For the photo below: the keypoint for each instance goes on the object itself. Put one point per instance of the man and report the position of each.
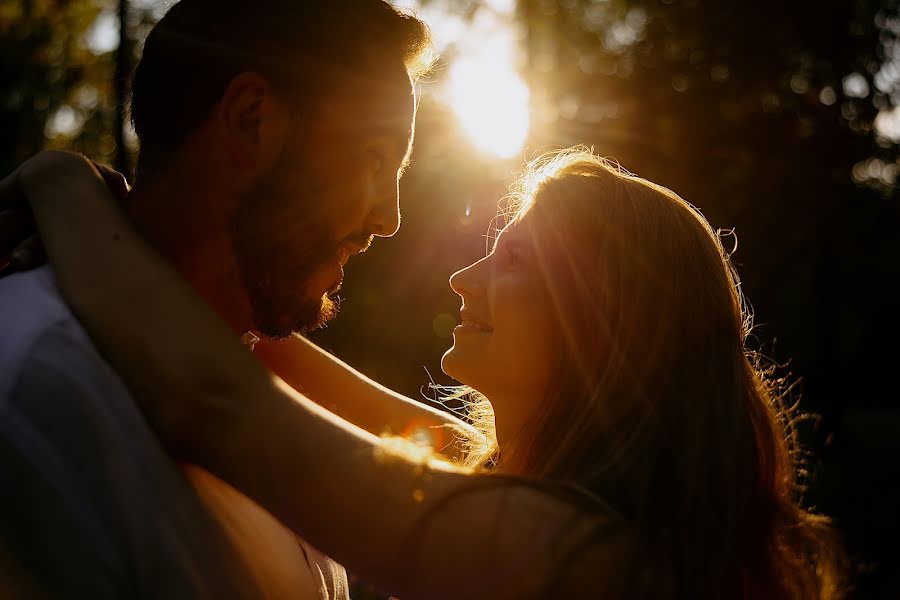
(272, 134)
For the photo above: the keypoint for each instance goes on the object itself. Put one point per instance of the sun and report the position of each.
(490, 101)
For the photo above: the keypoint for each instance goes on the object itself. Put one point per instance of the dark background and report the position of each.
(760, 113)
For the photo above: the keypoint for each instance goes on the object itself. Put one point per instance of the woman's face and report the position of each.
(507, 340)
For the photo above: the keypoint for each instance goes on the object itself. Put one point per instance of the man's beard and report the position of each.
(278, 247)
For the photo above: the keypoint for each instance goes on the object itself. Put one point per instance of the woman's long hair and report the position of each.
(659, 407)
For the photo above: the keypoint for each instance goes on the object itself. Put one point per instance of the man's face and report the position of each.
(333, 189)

---+---

▸ **What to produce**
Retype the whole listing, keeping every line identical and omitting all pictures.

▸ **Completed task**
For the photo below: the keypoint for each instance goes on the object itself. Put one point per instance of the man and report the position of each.
(272, 134)
For the photo above: the keypoint for each instance goes on the object itself. Put one point per instance of the sun and report the position of each.
(490, 101)
For the photo above: the keypoint for each instance goes on the object itself. Put one point per instance of the dark background and report the position of each.
(760, 113)
For the photo above: the keypoint for each instance goes on the object itself. Put one point per instance of the woman's face and report the position of each.
(507, 340)
For the photo above: the keypoint for each instance goes on the object itself. Put one point per instance of the man's beard and report the position of each.
(278, 247)
For the photo above: the keypoint for each instance goes on the object itself. Put one point per instance of the woman's long hair and report the position of each.
(659, 407)
For the photo above: the keypoint for each instance goes on the object itself. Put one point per instance of the man's face and report the position of each.
(333, 189)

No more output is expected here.